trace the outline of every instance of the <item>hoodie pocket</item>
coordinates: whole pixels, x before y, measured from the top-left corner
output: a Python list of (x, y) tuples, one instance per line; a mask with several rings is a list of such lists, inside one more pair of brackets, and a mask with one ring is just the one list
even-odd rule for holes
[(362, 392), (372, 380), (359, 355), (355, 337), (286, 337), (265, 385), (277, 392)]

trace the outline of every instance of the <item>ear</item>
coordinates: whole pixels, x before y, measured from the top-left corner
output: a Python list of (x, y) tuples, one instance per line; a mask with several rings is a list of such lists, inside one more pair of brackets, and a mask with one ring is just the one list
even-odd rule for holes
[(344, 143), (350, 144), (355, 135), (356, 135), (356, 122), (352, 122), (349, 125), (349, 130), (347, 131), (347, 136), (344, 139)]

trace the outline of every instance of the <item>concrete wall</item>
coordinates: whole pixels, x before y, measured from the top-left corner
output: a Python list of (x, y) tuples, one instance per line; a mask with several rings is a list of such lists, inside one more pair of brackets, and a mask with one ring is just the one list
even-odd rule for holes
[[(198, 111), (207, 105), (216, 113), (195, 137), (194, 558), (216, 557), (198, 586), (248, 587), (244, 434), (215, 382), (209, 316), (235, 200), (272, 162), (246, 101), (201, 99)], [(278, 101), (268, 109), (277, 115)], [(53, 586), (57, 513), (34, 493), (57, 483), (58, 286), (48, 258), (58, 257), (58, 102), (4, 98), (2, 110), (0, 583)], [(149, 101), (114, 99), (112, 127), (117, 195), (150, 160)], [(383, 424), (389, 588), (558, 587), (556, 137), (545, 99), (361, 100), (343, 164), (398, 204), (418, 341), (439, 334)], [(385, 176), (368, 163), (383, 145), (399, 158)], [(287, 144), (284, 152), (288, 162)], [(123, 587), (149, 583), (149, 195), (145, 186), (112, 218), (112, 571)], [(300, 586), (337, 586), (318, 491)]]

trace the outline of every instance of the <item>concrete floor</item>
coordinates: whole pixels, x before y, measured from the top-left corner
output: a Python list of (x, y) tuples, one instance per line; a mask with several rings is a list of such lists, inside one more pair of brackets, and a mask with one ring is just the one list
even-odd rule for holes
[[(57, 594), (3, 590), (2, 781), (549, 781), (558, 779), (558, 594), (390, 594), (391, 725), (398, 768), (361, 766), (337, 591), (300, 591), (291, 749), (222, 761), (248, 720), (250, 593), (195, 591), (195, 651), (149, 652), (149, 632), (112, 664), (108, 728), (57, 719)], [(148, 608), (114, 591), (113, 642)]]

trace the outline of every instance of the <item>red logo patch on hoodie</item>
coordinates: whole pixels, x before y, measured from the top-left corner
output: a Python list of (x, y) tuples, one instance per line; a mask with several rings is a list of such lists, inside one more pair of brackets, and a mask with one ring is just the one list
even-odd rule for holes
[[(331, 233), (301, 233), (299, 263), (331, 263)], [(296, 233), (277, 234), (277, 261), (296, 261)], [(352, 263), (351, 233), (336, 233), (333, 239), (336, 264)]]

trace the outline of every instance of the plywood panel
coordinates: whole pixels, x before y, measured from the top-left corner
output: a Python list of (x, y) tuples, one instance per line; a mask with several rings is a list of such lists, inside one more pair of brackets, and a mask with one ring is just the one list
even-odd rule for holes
==========
> _To be done_: Give the material above again, word for word.

> _Result of the exercise_:
trace the outline of every instance of the <item>hoodie pocket</item>
coordinates: whole pixels, x before y, measured from the top-left corner
output: a Python list of (x, y) tuples, one instance per line; a mask with several rings is a list of such lists, inside one more pair of brackets, and a mask with one ring is just the one list
even-odd rule for holes
[(362, 392), (372, 380), (359, 355), (355, 337), (286, 337), (265, 385), (277, 392)]

trace the outline of every instance of the <item>ear</item>
coordinates: whole pixels, x before y, measured from the top-left corner
output: a Python list of (x, y) tuples, one instance per line; a mask with several rings is a list of such lists, inside one more pair of brackets, and a mask with one ring is just the one list
even-odd rule for holes
[(344, 143), (350, 144), (355, 135), (356, 135), (356, 122), (352, 122), (349, 125), (349, 130), (347, 131), (347, 136), (344, 139)]

trace the outline of every instance of the <item>concrete wall</item>
coordinates: whole pixels, x before y, measured from the top-left corner
output: a Python list of (x, y) tuples, one instance per line; a mask with several rings is a list of such lists, inside one more pair of brackets, and a mask with one ring is just the one list
even-odd rule for holes
[[(198, 111), (207, 105), (216, 113), (195, 137), (194, 558), (216, 557), (198, 586), (248, 587), (244, 434), (215, 382), (209, 316), (235, 200), (272, 162), (246, 101), (201, 99)], [(278, 101), (268, 109), (277, 115)], [(53, 586), (57, 513), (34, 493), (57, 483), (58, 286), (48, 258), (58, 257), (58, 102), (4, 98), (2, 110), (0, 583)], [(149, 101), (114, 99), (112, 127), (117, 195), (150, 160)], [(383, 424), (389, 588), (558, 587), (556, 137), (545, 99), (361, 100), (343, 164), (398, 204), (418, 341), (439, 334)], [(385, 176), (368, 163), (383, 145), (399, 158)], [(287, 144), (284, 152), (288, 162)], [(123, 587), (149, 583), (149, 195), (145, 186), (112, 218), (112, 571)], [(300, 586), (337, 586), (318, 491)]]

trace the outline of every instance of the <item>concrete floor</item>
coordinates: whole pixels, x before y, measured from the top-left corner
output: a Python list of (x, y) tuples, one instance per line; a mask with several rings is a list of such lists, inside one more pair of brackets, and a mask with one ring is just the one list
even-odd rule for holes
[[(57, 594), (3, 590), (2, 781), (549, 781), (558, 779), (558, 594), (390, 594), (391, 725), (398, 768), (361, 766), (337, 591), (300, 591), (291, 749), (222, 761), (248, 720), (250, 593), (195, 591), (195, 651), (149, 652), (149, 632), (112, 664), (108, 728), (57, 719)], [(148, 608), (114, 591), (113, 642)]]

trace the outline of every instance of the <item>red logo patch on hoodie</item>
coordinates: whole pixels, x before y, measured from the top-left corner
output: a Python list of (x, y) tuples, one instance per line; a mask with several rings is a list of such lists, inside one more pair of brackets, and a mask with one ring is just the one list
even-odd rule for holes
[[(331, 233), (301, 233), (299, 263), (331, 263)], [(296, 233), (277, 234), (277, 261), (296, 261)], [(352, 263), (351, 233), (336, 233), (333, 239), (336, 264)]]

trace the outline of every instance of the plywood panel
coordinates: whole pixels, x before y, measured from the top-left corner
output: a Python list of (x, y) tuples, one instance per line; a mask with several rings is a list of such lists, inside one more pair of brackets, and a mask with one ring is just the one list
even-odd rule for holes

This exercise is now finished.